• _PROVIDED TEXT_:

The love is not mutual. The first time we catch Joan Baez on a parrot aversion is in 1967, when she takes a plunge into Donovan’s “Legend Of The Girl Child Linda” (1967) together with her sister Mimi and Judy Collins. She re-shuffles the couplets, gulls and doves are allowed to stay, but the verse line with the parrot, where parrots are talking their words with such ease, has disappeared.

The second time is a few years later, when Baez is the first artist to record a cover of “Simple Twist Of Fate”. In the fourth verse, she switches briefly to a witty parody of Dylan’s nasal singing style, so that in the fifth verse one hardly notices that she changes the original line of text and walks along with a parrot that talks cunningly into small waves whisper to the rocks.

It is no longer a coincidence – the parrot allergy is visible with retroactive effect already in 1965, when Baez is so fortunate that Dylan throws her “Farewell Angelina”. Since 1991, since The Bootleg Series 1-3, we know for certain that Joan has also rejected words from that song: yes indeed, the verse with the camouflaged parrot.

“Farewell Angelina” is probably one of the Big Sur songs, one of the songs the bard writes when he stays with Baez in Carmel. He only records it once, at the first Bringing It All Back Home session, January 13, 1965 – the quite attractive but still unexplored version we know from The Bootleg Series 1-3 (and more recently from The Cutting Edge). One take only. Obviously Dylan knows pretty quickly that he will reject the song. In 1991 Elliot Mintz is still puzzled and asks the maestro about his motives.

Dylan pussyfoots around: “You can’t use them all, you know, there’s a limit, you know, you just…

So, you’re saying basically there was no specific reason, that there was just no space on the disc for it, that there were other songs that you thought were better?” Mintz asks.

Now the singer suddenly takes another turn: “Well, on something like that you’re really asking the wrong person, because at that time nobody had really given me that much control over my records, and what was on and what was off.”

That sounds like a half-truth. In 1965 Dylan is already Columbia’s golden boy, his arm is strong enough to impose his will. But we also know that, especially in those years, he does not think an album is that monumental to make, “it is just a record of songs.” Indifference regarding the track selection is a more likely scenario – he happily leaves that task to the producer. Which does not, however, explain why Dylan so easily rejects the song; he will never play it again.

Maybe the poet – and also producer Tom Wilson – felt a certain redundancy; “It’s All Over Now, Baby Blue” has the same concept and the same sky is folding metaphor, the triangle tingles imitates the jingle jangle of the Tambourine Man and the King Kong and elves-verse is just a bit over the top, perhaps.

The beautiful melody is an amalgam of old and new: in Baez’ record collection, Dylan finds piles of LPs with old Scottish ballads, including “Farewell To Tarwathie”, a beautiful whaling ballad. Judy Collins will later also pick up the song, on Whales & Nightingales (1970), where she will be accompanied by the singing of a couple of humpbacks.

• _DATA RECORDS_:
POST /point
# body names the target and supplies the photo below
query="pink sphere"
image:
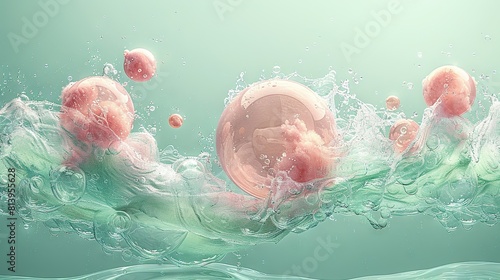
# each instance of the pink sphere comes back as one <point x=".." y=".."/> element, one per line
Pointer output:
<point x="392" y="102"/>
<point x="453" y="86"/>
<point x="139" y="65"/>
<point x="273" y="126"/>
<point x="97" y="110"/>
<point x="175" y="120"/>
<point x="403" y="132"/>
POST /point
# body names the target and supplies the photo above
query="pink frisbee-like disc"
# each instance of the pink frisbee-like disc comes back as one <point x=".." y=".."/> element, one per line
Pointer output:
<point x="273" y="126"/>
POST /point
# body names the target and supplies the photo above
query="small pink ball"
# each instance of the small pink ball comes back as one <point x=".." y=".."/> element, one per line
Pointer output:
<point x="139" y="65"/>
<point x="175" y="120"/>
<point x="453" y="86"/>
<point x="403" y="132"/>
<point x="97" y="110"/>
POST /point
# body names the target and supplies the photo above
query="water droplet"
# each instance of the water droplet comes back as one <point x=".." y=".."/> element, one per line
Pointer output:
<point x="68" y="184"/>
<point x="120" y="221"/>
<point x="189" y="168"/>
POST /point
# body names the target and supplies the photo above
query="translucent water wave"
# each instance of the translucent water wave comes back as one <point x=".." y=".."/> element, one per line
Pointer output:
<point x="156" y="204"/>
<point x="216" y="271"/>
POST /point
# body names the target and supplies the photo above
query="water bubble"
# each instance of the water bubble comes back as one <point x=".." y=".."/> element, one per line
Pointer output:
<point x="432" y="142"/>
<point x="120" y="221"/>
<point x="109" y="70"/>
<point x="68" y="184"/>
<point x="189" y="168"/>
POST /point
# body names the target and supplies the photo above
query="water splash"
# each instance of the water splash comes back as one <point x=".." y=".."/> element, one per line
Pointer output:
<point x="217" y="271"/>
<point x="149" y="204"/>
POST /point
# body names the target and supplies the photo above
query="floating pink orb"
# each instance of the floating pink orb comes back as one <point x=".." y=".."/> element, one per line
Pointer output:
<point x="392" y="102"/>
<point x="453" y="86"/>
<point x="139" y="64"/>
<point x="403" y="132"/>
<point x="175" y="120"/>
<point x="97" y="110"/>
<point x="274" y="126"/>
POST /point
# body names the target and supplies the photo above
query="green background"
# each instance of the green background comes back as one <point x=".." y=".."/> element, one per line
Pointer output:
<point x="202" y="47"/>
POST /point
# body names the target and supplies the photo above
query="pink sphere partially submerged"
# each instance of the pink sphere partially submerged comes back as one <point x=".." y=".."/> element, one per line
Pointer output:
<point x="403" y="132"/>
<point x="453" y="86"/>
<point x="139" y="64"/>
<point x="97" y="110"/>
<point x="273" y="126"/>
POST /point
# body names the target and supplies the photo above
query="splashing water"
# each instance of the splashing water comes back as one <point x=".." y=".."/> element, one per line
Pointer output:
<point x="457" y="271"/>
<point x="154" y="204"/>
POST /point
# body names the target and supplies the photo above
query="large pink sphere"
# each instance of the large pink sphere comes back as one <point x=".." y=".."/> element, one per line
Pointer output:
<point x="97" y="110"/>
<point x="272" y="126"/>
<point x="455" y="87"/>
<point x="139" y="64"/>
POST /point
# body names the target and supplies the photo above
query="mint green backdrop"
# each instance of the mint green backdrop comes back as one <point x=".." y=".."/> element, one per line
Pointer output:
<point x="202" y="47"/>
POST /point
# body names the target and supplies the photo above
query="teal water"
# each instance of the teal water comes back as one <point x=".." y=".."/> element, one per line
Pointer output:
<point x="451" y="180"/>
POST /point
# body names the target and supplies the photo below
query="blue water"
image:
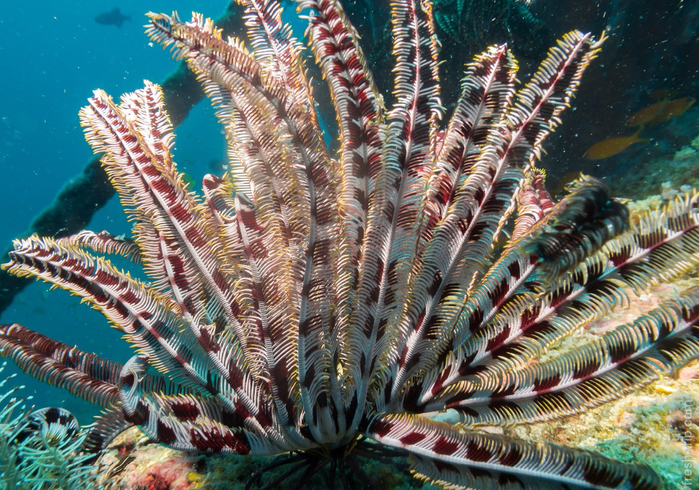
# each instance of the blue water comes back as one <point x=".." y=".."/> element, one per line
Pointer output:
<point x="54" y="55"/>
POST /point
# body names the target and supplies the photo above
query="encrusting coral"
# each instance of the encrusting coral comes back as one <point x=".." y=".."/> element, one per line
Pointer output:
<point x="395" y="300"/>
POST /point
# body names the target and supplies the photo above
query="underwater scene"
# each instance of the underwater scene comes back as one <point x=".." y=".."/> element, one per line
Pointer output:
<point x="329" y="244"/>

--

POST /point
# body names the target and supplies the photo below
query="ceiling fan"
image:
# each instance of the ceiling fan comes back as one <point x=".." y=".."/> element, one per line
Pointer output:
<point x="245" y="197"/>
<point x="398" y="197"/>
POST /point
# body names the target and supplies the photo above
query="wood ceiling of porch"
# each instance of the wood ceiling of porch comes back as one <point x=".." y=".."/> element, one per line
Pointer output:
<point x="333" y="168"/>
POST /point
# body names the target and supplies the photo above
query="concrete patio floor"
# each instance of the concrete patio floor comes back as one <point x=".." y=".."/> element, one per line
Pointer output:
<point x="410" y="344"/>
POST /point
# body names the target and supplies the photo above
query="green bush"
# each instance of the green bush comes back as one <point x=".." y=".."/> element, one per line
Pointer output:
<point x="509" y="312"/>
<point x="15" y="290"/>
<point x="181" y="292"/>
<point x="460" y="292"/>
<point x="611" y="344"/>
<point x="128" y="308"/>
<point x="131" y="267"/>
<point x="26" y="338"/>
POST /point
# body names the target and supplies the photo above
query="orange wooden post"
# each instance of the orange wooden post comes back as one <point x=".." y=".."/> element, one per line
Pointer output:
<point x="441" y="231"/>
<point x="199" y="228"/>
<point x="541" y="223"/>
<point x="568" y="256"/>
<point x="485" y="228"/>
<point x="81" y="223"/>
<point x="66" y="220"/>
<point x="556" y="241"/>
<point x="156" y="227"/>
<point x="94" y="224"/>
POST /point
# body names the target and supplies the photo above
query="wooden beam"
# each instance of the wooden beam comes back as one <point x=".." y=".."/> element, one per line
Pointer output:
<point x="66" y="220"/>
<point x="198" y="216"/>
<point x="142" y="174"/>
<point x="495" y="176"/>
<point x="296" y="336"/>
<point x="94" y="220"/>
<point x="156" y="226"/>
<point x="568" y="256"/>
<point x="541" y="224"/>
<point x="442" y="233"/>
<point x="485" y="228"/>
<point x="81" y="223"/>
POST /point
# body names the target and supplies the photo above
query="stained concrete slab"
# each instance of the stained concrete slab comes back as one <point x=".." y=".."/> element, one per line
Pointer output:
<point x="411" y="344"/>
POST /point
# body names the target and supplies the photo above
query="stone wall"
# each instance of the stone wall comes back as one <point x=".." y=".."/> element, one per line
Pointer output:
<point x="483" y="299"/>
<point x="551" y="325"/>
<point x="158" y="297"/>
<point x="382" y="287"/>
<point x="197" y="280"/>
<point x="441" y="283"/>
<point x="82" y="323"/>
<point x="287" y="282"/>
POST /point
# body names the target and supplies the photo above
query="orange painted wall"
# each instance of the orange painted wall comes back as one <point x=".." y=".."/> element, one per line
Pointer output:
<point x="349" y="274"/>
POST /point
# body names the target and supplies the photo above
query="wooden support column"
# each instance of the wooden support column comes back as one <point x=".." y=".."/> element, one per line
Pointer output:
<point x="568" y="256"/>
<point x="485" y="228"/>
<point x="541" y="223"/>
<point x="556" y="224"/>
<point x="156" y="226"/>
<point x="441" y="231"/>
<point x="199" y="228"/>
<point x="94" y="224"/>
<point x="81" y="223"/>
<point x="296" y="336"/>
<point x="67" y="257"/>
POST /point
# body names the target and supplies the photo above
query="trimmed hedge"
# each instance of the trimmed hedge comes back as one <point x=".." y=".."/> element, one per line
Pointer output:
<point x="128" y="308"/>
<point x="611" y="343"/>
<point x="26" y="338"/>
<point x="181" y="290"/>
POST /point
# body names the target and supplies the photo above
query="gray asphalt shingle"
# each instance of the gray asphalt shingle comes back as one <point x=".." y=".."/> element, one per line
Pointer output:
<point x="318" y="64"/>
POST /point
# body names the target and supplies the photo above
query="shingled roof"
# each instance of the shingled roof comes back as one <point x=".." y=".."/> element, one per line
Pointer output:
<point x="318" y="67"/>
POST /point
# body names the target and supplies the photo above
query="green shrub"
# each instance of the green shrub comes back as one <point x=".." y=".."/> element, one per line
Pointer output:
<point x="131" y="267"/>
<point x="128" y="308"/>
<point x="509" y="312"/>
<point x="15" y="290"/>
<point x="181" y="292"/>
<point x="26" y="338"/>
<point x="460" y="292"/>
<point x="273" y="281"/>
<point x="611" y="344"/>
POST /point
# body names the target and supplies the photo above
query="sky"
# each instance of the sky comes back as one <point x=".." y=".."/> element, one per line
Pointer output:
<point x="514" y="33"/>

--

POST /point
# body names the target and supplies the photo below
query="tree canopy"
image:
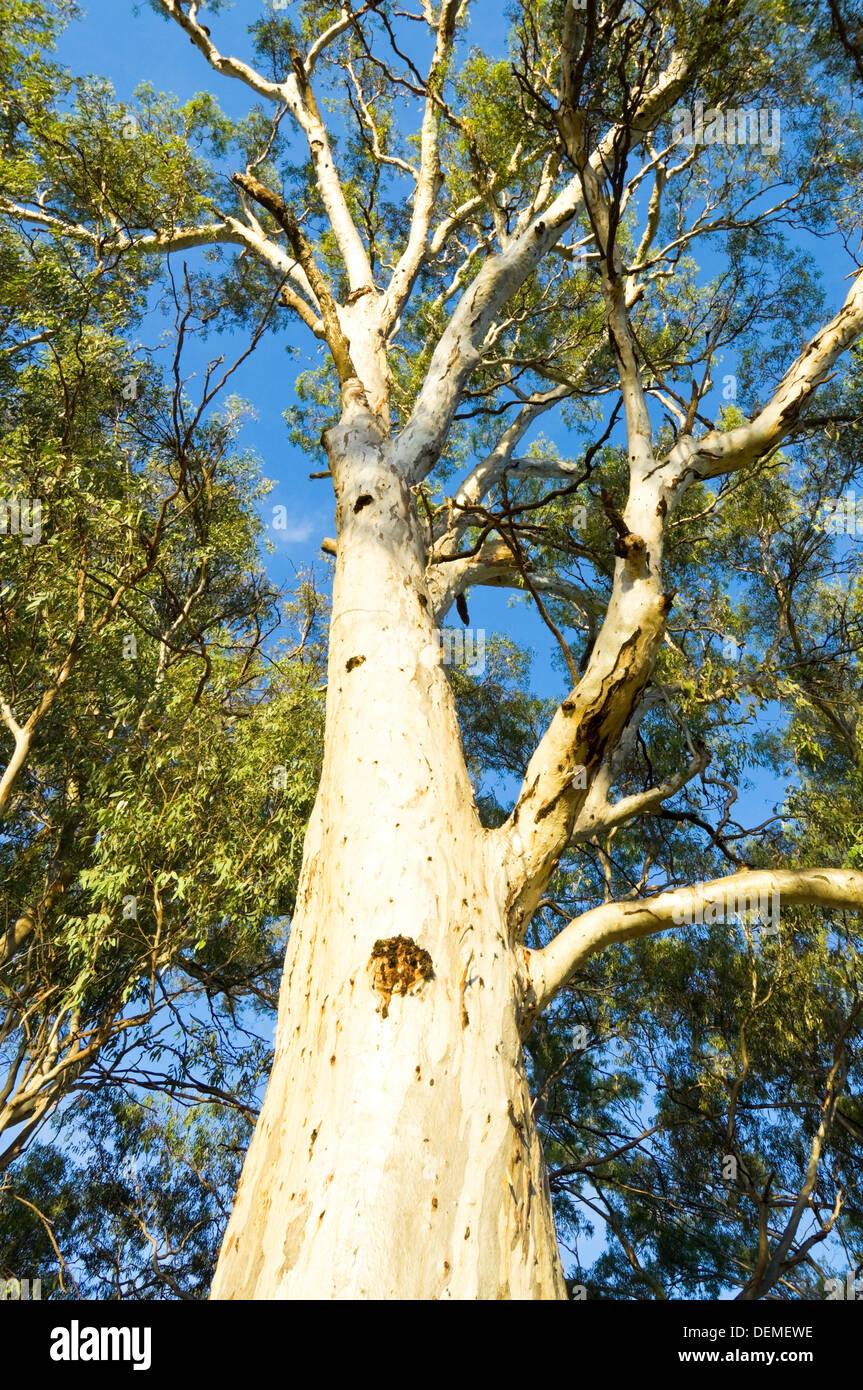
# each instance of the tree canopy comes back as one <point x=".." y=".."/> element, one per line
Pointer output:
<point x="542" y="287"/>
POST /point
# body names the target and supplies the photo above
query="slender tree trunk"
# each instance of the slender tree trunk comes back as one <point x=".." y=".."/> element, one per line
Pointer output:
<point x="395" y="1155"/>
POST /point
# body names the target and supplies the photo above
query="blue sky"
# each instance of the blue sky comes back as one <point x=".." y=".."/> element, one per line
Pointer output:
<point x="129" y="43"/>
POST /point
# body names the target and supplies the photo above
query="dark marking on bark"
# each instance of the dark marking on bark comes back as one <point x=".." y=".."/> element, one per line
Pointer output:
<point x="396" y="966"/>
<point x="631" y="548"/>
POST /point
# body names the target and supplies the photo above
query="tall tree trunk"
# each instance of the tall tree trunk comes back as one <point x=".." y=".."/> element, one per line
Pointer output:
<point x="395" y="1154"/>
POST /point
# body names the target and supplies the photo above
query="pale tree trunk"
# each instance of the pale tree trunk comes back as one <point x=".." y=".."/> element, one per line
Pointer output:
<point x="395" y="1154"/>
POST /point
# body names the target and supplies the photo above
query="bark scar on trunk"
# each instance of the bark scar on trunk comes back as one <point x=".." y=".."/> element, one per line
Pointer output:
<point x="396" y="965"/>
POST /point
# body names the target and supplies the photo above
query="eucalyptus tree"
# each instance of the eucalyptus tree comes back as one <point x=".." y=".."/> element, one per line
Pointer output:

• _STATED PROBLEM_:
Answer these questions from the text on Joan Baez and Dylan's songs:
1. In what year does Baez record Donovan's "Legend Of The Girl Child Linda" with Mimi and Judy Collins?
2. On what date does Dylan record "Farewell Angelina"?
3. On which album does Judy Collins sing "Farewell To Tarwathie"?
The data plays no part in what is asked here.

• _FULL ANSWER_:
1. 1967
2. January 13, 1965
3. Whales & Nightingales (1970)